■ **Prompt**
Show each line of the material below that contains the word "stone" and copy those lines in full.

■ **Listed entries**

——————

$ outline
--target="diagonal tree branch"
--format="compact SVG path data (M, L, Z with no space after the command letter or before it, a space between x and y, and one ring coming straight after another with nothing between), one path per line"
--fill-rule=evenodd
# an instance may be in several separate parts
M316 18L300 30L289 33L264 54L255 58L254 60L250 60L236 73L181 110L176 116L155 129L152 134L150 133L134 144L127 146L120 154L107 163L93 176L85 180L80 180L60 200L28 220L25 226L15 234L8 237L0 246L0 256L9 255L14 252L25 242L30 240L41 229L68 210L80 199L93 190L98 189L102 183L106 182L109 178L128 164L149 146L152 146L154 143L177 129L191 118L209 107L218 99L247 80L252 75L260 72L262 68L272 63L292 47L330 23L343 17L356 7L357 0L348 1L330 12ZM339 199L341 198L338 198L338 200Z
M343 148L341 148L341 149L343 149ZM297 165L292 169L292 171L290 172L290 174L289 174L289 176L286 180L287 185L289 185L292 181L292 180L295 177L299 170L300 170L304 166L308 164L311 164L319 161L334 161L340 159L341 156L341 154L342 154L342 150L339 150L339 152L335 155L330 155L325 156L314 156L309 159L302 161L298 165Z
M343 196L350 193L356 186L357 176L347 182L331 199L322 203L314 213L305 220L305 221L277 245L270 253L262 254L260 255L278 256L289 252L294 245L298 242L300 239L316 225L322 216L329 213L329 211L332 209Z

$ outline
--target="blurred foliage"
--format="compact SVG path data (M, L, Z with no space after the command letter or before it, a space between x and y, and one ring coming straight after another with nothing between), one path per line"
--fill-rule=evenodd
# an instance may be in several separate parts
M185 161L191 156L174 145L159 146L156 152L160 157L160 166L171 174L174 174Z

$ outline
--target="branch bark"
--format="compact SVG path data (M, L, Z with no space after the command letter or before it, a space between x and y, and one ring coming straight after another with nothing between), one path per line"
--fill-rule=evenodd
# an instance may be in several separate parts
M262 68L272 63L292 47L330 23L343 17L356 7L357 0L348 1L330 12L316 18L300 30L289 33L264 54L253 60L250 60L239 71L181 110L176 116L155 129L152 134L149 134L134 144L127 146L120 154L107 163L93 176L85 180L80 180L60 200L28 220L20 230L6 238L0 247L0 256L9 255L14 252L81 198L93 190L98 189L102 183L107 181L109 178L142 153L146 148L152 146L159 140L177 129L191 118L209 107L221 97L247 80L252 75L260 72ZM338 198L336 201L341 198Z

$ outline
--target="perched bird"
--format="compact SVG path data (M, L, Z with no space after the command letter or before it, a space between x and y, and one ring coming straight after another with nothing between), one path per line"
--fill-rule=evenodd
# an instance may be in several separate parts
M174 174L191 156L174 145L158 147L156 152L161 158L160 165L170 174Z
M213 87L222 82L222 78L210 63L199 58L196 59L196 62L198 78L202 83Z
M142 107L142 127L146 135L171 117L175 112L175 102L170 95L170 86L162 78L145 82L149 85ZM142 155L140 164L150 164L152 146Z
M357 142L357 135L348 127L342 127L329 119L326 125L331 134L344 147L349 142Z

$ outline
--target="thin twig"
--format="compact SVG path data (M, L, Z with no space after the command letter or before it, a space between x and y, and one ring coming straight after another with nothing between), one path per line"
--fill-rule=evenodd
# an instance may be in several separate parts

——————

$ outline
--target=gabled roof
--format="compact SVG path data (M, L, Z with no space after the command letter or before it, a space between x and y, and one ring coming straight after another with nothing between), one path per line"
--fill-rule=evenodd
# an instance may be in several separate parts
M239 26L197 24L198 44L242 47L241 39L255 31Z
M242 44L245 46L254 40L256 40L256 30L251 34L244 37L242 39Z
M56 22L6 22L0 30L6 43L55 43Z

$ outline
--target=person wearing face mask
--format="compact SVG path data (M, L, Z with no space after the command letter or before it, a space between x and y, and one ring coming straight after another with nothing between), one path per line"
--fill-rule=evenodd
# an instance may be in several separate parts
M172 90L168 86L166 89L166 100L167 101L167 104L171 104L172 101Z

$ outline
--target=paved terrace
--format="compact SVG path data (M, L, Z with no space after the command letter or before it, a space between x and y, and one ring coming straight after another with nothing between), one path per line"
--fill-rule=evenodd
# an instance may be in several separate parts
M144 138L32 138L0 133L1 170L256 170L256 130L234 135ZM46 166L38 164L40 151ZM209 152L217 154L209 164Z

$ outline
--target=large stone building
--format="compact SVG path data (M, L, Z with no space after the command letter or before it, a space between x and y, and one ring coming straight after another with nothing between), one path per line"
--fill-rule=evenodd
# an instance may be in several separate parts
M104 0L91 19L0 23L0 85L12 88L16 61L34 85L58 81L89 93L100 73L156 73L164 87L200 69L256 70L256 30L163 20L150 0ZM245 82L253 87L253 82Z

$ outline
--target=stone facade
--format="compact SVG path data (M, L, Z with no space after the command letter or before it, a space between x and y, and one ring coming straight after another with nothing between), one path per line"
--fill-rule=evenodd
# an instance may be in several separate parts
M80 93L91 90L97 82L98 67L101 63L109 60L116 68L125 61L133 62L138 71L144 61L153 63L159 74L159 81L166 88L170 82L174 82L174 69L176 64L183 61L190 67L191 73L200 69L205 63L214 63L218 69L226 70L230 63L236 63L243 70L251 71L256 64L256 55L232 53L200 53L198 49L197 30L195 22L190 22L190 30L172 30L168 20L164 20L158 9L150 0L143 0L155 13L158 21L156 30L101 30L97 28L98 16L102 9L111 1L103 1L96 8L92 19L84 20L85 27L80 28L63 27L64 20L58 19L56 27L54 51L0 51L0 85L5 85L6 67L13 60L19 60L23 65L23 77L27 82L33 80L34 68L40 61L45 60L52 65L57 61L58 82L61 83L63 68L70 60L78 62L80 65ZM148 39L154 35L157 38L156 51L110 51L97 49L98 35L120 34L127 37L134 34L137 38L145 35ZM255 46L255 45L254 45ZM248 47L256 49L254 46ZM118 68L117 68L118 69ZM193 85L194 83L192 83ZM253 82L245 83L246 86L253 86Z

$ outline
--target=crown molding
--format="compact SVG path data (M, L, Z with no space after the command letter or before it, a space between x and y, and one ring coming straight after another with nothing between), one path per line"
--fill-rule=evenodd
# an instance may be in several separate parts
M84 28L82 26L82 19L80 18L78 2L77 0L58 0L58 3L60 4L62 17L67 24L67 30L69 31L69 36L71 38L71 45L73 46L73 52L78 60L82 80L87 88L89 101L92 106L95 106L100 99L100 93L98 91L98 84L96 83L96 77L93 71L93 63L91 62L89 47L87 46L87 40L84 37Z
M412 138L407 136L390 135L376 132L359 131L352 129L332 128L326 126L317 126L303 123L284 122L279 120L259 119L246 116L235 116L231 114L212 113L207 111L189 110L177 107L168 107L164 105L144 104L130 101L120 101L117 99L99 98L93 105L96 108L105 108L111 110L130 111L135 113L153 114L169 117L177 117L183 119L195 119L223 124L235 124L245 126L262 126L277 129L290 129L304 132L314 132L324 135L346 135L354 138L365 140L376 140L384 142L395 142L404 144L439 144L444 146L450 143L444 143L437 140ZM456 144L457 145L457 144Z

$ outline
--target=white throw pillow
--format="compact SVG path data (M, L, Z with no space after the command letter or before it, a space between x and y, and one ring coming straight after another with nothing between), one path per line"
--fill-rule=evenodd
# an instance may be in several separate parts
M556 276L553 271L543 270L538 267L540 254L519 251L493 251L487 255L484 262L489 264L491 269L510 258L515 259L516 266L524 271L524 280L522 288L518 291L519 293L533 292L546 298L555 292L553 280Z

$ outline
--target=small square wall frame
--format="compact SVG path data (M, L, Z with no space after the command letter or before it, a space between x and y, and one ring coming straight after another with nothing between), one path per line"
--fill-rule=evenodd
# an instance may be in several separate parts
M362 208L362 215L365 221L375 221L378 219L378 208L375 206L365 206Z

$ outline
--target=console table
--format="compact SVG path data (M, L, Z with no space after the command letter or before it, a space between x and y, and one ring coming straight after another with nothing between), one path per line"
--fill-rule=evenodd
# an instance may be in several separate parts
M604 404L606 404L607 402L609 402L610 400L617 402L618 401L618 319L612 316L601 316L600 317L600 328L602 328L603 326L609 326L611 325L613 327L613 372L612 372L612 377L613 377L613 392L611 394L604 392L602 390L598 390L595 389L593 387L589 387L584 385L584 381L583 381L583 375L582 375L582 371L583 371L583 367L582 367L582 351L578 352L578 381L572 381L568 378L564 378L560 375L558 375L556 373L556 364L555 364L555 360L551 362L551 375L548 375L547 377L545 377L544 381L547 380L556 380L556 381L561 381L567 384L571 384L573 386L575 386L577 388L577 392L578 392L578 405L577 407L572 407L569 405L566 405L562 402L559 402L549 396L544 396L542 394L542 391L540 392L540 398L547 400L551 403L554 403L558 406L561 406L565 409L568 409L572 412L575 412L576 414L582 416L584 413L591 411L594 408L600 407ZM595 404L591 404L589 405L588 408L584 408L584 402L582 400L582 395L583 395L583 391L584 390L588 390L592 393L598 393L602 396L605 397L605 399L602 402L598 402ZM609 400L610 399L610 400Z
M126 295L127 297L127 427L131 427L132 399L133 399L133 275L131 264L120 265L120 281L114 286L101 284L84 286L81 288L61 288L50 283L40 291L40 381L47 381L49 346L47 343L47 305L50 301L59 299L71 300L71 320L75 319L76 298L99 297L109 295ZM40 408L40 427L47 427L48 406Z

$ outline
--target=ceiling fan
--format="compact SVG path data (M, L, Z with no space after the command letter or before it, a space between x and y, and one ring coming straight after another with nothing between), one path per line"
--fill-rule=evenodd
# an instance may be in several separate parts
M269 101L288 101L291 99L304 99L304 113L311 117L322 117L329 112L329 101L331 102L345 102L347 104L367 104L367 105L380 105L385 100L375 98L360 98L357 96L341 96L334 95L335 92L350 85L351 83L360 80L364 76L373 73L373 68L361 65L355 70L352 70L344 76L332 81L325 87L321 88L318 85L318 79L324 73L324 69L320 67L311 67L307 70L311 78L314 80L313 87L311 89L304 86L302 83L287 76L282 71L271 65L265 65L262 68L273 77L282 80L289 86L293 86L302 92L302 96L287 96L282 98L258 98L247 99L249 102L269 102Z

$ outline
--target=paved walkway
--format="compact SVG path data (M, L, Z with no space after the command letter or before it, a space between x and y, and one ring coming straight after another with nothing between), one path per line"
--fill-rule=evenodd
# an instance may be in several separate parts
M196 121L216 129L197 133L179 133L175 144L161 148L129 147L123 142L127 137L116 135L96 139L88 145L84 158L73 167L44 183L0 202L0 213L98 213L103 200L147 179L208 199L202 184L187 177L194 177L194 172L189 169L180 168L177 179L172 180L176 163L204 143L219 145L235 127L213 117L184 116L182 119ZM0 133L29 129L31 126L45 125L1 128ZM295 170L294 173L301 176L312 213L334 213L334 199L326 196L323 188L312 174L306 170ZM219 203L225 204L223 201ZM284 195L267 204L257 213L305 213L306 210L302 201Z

——————

■ **Answer**
--target=large stone building
--target=stone facade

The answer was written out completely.